>> START

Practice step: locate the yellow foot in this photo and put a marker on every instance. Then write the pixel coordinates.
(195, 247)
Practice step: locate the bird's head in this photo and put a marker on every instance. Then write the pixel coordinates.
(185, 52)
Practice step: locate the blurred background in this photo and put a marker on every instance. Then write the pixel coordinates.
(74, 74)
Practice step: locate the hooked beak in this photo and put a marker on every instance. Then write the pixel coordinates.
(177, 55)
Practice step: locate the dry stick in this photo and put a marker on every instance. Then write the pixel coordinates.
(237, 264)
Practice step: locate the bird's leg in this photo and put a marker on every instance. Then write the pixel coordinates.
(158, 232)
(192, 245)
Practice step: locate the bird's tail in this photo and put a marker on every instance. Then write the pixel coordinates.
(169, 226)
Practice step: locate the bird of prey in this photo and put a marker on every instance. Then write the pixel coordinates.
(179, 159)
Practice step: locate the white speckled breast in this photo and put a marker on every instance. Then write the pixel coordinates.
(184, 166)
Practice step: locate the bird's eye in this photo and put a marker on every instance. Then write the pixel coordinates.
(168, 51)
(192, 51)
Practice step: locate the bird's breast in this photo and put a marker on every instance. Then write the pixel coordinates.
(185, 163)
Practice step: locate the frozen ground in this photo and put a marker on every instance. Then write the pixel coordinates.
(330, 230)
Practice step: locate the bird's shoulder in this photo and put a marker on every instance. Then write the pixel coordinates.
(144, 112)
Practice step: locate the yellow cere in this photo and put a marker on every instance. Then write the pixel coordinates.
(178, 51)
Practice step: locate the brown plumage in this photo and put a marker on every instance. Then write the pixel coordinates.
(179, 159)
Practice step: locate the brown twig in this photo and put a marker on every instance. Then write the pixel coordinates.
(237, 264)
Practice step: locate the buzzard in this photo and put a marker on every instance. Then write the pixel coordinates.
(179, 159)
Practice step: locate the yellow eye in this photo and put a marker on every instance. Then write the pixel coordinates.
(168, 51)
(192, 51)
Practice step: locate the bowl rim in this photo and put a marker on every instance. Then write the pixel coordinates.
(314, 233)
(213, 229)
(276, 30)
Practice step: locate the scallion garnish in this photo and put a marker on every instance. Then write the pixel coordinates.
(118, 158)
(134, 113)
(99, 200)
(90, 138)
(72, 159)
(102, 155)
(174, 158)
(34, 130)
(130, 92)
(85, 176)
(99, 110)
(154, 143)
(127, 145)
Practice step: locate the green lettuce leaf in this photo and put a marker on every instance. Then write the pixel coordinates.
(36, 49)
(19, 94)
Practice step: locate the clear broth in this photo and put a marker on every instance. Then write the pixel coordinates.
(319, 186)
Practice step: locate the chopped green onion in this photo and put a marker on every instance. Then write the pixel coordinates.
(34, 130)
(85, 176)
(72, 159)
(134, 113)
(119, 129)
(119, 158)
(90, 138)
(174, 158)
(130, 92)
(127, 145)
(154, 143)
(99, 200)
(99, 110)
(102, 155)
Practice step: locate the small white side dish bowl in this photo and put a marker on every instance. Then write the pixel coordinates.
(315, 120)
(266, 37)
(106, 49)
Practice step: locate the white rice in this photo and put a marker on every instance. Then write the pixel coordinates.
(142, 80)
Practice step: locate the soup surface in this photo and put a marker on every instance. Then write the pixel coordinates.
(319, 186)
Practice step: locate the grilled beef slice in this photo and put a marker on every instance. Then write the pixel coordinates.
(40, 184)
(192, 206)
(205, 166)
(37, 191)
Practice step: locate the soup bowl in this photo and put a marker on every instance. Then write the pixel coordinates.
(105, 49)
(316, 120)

>> END

SHORT PROBLEM:
Reproduce the full listing above, character for character.

ANSWER TO THE TASK:
Practice step: locate the yellow foot in this photo and put a marker on every instance. Then write the pixel coordinates.
(195, 247)
Practice step: locate the bird's head in this photo and put a marker on every instance. Then write the pixel coordinates.
(185, 52)
Practice step: locate the blurred background in this photo and put a marker on every instance. Then write the pixel coordinates.
(74, 74)
Practice step: locate the hooked beak in this photo and put a marker on every instance. Then write the pixel coordinates.
(177, 55)
Practice step: locate the dry stick in this photo and put a marker on every instance. Then write the pixel coordinates.
(237, 264)
Practice step: locate the bird's leg in this photo and put a marker on every instance. Then write the pixel coordinates.
(158, 232)
(192, 245)
Practice step: locate the bird's tail in this photo and put a marker on every instance. Then write the pixel coordinates.
(169, 226)
Practice step: locate the bird of prey in this photo and put a marker on every instance. Then write the pixel coordinates.
(179, 159)
Practice step: locate the white speckled breast in this photo and put a marker on every instance. Then write the pixel coordinates.
(184, 166)
Practice step: locate the bird's eye in this photo and put a marker on every instance. Then write the pixel coordinates.
(168, 51)
(192, 51)
Practice step: locate the bird's breast in this photo and put a marker on every instance. Then write the pixel coordinates.
(185, 163)
Practice step: locate the frozen ground in this photo and put a marker on every instance. Then write the pixel coordinates.
(330, 230)
Practice step: locate the bird's shoulder in this photo and put a marker on every instance. Then write the pixel coordinates.
(144, 112)
Practice step: locate the yellow cere in this photo and put a marker on every instance. Then write the pixel coordinates.
(178, 51)
Practice step: locate the brown plumage in this photo and put a marker on every instance. Then write the pixel coordinates.
(179, 159)
Practice step: locate the brown twig in this photo and put a marker on every instance. Then write the pixel coordinates.
(237, 264)
Practice step: locate the buzzard in this photo and put a marker on every instance. Then write the pixel coordinates.
(179, 159)
Practice step: locate the yellow eye in this photo and put a marker on every instance. Then write the pixel coordinates.
(168, 51)
(192, 51)
Practice step: locate the bowl rim in this photo and put a marker on every instance. Then write the pixel coordinates.
(314, 233)
(213, 229)
(276, 30)
Practice step: locate the scallion garnish in this photo and put a marker on every instance. Then write the pixel coordinates.
(118, 158)
(134, 113)
(99, 200)
(90, 138)
(72, 159)
(102, 155)
(174, 158)
(34, 130)
(130, 92)
(85, 176)
(99, 110)
(154, 143)
(127, 145)
Practice step: locate the green lettuce leaf in this photo and put a marker on every instance. Then write the pixel coordinates.
(36, 49)
(19, 94)
Practice step: locate the clear broth in this photo and put a marker on every instance. Then write the pixel coordinates.
(319, 186)
Practice step: locate the chopped green onion in this photo and put a marker on every instance. Then write the pixel coordinates.
(34, 130)
(85, 176)
(72, 159)
(134, 113)
(119, 129)
(119, 158)
(90, 138)
(174, 158)
(130, 92)
(127, 145)
(154, 143)
(99, 200)
(99, 110)
(102, 155)
Practice step: locate the small white side dish bowl in this photo and put a marker on every instance. Then write the pixel coordinates.
(315, 120)
(266, 37)
(106, 49)
Practice step: locate the white rice in this photo and put a marker on every instance. Then write the pixel coordinates.
(142, 80)
Practice step: locate the soup surface in this photo and put a marker on every instance. Then write the pixel coordinates.
(319, 186)
Practice step: locate the grilled beef slice in this photo and put a marker on every instance. Then write the pixel coordinates.
(40, 184)
(192, 206)
(205, 166)
(37, 191)
Practice step: locate the soup bowl in this photo and put a marker on every instance. Then write the pixel coordinates.
(105, 49)
(316, 120)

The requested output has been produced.